— Start of Data supplied —

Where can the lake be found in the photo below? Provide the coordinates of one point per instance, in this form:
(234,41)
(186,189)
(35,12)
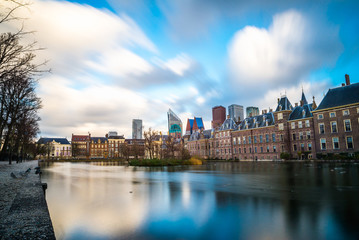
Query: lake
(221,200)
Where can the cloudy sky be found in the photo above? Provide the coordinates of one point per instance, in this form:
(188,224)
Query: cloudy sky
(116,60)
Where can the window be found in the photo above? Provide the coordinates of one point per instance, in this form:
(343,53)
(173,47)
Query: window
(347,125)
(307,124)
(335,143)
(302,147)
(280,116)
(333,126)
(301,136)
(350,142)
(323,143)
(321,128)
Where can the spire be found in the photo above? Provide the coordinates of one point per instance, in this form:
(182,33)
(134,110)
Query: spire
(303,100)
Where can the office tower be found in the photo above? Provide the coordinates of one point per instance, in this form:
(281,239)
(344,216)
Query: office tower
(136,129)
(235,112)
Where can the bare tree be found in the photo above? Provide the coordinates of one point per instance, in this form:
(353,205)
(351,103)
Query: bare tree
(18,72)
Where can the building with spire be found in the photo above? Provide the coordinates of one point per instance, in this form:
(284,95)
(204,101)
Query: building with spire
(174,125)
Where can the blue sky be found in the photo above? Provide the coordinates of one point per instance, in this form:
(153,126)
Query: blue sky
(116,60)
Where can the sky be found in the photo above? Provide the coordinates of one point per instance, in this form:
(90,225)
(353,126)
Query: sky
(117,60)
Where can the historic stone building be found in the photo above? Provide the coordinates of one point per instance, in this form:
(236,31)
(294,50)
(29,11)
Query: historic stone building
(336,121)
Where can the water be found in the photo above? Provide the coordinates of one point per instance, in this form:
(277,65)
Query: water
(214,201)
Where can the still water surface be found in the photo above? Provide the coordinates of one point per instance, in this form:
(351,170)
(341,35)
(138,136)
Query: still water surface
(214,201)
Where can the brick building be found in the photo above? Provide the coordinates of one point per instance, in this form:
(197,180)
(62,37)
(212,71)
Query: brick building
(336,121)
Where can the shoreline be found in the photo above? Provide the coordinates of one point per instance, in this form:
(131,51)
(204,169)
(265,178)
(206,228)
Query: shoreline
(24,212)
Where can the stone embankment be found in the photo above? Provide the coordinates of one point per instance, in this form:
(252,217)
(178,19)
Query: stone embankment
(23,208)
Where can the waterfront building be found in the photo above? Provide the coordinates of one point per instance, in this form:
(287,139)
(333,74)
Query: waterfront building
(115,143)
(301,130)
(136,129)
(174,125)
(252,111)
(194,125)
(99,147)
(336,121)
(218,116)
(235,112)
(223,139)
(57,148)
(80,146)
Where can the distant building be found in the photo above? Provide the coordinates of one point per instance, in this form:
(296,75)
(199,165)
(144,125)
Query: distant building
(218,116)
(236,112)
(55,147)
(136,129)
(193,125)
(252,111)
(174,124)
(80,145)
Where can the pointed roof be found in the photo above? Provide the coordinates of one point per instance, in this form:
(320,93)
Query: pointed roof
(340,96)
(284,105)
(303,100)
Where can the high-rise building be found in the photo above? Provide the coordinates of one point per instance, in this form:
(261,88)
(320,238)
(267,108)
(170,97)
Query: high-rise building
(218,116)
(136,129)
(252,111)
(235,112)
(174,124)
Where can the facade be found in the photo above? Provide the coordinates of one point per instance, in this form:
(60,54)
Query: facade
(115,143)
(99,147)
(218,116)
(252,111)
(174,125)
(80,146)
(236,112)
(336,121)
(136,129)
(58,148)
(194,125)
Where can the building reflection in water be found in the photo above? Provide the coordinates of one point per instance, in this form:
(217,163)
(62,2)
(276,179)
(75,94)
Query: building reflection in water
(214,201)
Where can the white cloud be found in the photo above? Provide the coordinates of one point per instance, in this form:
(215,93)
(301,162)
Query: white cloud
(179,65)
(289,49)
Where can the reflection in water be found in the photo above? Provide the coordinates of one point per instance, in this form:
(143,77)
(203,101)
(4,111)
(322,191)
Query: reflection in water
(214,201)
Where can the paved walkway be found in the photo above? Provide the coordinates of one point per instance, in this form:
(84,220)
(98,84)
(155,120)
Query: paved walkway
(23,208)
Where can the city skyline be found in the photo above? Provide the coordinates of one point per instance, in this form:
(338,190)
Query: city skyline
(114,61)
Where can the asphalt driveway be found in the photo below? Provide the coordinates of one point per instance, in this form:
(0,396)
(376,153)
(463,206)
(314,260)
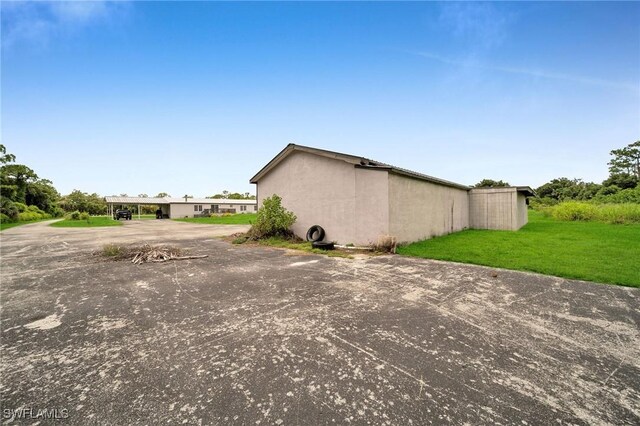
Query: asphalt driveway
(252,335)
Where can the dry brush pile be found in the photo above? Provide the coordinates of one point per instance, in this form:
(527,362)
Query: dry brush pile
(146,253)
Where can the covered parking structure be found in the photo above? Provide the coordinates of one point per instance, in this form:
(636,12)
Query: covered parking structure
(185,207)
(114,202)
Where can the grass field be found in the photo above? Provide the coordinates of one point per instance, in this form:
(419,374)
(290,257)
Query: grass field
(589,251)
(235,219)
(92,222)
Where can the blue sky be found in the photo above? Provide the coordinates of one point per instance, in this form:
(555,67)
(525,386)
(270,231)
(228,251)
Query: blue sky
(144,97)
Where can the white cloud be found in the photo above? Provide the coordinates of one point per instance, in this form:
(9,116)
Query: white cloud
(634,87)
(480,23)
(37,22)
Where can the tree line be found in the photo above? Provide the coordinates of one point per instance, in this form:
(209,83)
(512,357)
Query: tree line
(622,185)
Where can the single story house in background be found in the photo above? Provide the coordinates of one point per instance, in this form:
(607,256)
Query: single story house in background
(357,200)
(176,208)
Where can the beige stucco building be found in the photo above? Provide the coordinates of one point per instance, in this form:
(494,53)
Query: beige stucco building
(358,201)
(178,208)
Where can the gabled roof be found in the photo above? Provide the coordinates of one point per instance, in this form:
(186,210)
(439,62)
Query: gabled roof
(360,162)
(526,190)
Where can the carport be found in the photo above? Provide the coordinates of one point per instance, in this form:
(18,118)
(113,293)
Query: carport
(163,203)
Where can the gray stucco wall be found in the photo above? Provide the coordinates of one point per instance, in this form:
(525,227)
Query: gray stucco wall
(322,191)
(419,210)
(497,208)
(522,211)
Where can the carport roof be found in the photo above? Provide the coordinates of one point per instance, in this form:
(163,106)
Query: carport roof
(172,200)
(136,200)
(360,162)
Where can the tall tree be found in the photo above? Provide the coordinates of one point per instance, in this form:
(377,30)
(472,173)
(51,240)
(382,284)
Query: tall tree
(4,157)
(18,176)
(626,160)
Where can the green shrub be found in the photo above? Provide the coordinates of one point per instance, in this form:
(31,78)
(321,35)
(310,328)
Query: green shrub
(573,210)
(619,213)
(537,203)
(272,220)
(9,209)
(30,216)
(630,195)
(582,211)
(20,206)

— End of Data supplied —

Can you copy out every one of the records above word for word, leaving out the pictures?

The result.
Where can the lake be found in the photo below? Provide the coordinates of one point per instance, in this form:
(234,41)
(186,189)
(35,12)
Query: lake
(221,200)
Where can the cloudy sky be found in the photo above? Provide the coordinates of one point per instance, in this form:
(188,224)
Query: cloudy sky
(116,60)
Where can the window be found in the photo above? Provide the coordinates of one point per instance, in this form:
(343,53)
(173,47)
Query: window
(347,125)
(307,124)
(335,143)
(302,147)
(280,116)
(333,126)
(301,136)
(350,142)
(323,143)
(321,128)
Where can the spire be found in the photo above? Provide the coordinates of one point per instance, in this form:
(182,33)
(134,110)
Query: spire
(303,100)
Where can the office tower be found in the photo above? Provide the coordinates of one point per instance, in this form:
(281,239)
(344,216)
Query: office tower
(136,129)
(235,112)
Where can the bare tree be found in the photo above? Provide the coordinates of one point per instance, in this form:
(353,205)
(351,103)
Query: bare tree
(18,72)
Where can the building with spire be found in the photo above? Provide the coordinates of one point per instance, in this form:
(284,95)
(204,101)
Query: building with spire
(174,125)
Where can the blue sky be found in the photo above? Provide the coordinates of one point per instance, in this form:
(153,126)
Query: blue sky
(116,60)
Where can the sky be found in the photo above? Provide the coordinates of one point per instance, in this form:
(90,225)
(353,126)
Query: sky
(117,60)
Where can the historic stone building be found in the photo above? Provide the coordinates of one point per instance, in this form:
(236,31)
(294,50)
(29,11)
Query: historic stone building
(336,121)
Where can the water be found in the photo above? Provide the coordinates of one point per instance, in this form:
(277,65)
Query: water
(214,201)
Where can the still water surface be found in the photo above? Provide the coordinates of one point per instance, in this form:
(351,170)
(341,35)
(138,136)
Query: still water surface
(214,201)
Where can the brick building be found in the photo above? Provide the coordinates of one point per instance, in this form:
(197,180)
(62,37)
(212,71)
Query: brick building
(336,121)
Where can the shoreline be found in the photo above? Provide the coordinates of one point per instance, in this form:
(131,51)
(204,169)
(265,178)
(206,228)
Query: shoreline
(24,212)
Where can the stone embankment be found in the photo above? Provide the coordinates of one point per instance, in this form:
(252,217)
(178,19)
Query: stone embankment
(23,208)
Where can the waterfront building be found in the photo above? Provide the coordinates of one point per instance, in this form:
(287,139)
(333,74)
Query: waterfront building
(115,143)
(301,130)
(136,129)
(174,125)
(252,111)
(194,125)
(99,147)
(336,121)
(218,116)
(235,112)
(223,139)
(57,148)
(80,146)
Where can the distant building be found in the photo above? Provide the coordinates of one point per instance, in this form:
(296,75)
(199,165)
(144,125)
Query: distant building
(218,116)
(236,112)
(55,147)
(136,129)
(193,125)
(252,111)
(174,124)
(80,145)
Where can the pointed roof be found in the photo above? Provide the coordinates of one point per instance, in this form:
(320,93)
Query: pointed roof
(340,96)
(284,105)
(303,100)
Where can the high-rise building be found in the photo above? Provide the coordinates of one point per instance, in this form:
(261,88)
(320,238)
(267,108)
(170,97)
Query: high-rise building
(218,116)
(136,129)
(252,111)
(235,112)
(174,124)
Where can the facade be found in the photo above? Provide the coordinates of one point per instance, in this form:
(60,54)
Query: facade
(115,143)
(99,147)
(218,116)
(252,111)
(174,125)
(80,146)
(236,112)
(336,121)
(136,129)
(58,148)
(194,125)
Where can the building reflection in water be found in the photo above? Provide the coordinates of one point per instance, in this form:
(217,163)
(62,2)
(276,179)
(75,94)
Query: building reflection in water
(214,201)
Where can the white cloud be found in the photo above? Provide the coordinates of one point per instance, in this form:
(215,93)
(301,162)
Query: white cloud
(179,65)
(289,49)
Where can the reflection in water be found in the photo above? Provide the coordinates of one point per instance, in this form:
(143,77)
(203,101)
(4,111)
(322,191)
Query: reflection in water
(214,201)
Where can the paved walkway be found in the photo above? Provide the coordinates of one point per instance, in this form:
(84,220)
(98,84)
(155,120)
Query: paved walkway
(23,208)
Where can the city skyline be found in the photo above? Provide the coordinates of one point per instance, in this form:
(338,190)
Query: city skyline
(114,61)
Where can the asphalt driveway be found in the photo below? Provide the coordinates of one point per instance, in this form:
(0,396)
(376,153)
(463,206)
(314,260)
Query: asphalt driveway
(252,335)
Where can the dry brush pile be found in the photo above? Provide the coordinates of one point per instance, in this form:
(527,362)
Query: dry brush pile
(146,253)
Where can the covered parking structure be found in the photo above? Provide the coordinates of one point per instance, in this form:
(636,12)
Query: covered parking structure
(185,207)
(114,202)
Where can the grass field be found in the photo above? Provide the coordinates of one point per instance, in this form:
(419,374)
(290,257)
Query: grass field
(589,251)
(235,219)
(92,222)
Where can the blue sky be found in the photo above? Provide the coordinates of one point per instance, in this form:
(555,67)
(525,386)
(270,231)
(228,251)
Query: blue sky
(144,97)
Where can the white cloud be found in the photo above? Provide the coordinates of one point per instance, in this form:
(9,116)
Query: white cloud
(634,87)
(480,23)
(37,22)
Where can the tree line be found in the photo above? Provide the coordinates of one point per instance, in this form:
(209,83)
(512,357)
Query: tree line
(622,185)
Where can the single story house in background be found in the photo above? Provide the coordinates of one point per instance, in this form:
(607,256)
Query: single story house in background
(357,200)
(176,208)
Where can the beige stucco building be found in the photo above? Provide the coordinates of one point per instance, in this form:
(494,53)
Query: beige stucco building
(358,201)
(178,208)
Where can the gabled roof be found in the photo above? Provide the coordinates of one point per instance, in this form:
(186,210)
(439,62)
Query: gabled roof
(360,162)
(526,190)
Where can the carport be found in the photo above? Provide the coordinates of one point per instance, in this form:
(18,118)
(113,293)
Query: carport
(163,203)
Where can the gray stucco wall be found in the photo above? Provide the coordinates of one point per instance, in this form:
(525,227)
Query: gray stucco wall
(322,191)
(419,210)
(497,208)
(522,211)
Where can the carport roof be found in the photo above? Provide the coordinates of one point per instance, in this form:
(163,106)
Query: carport roof
(172,200)
(136,200)
(360,162)
Where can the tall tree be found in the photo above? Provide the coordinates of one point per instance, in this form:
(377,30)
(472,173)
(51,240)
(382,284)
Query: tall tree
(4,157)
(18,176)
(626,160)
Where can the green shrub be found in the photo above? Provide the coordinates of one point per instance, in this form:
(31,78)
(321,35)
(310,328)
Query: green shrub
(573,210)
(619,213)
(537,203)
(272,220)
(9,209)
(30,216)
(630,195)
(582,211)
(20,206)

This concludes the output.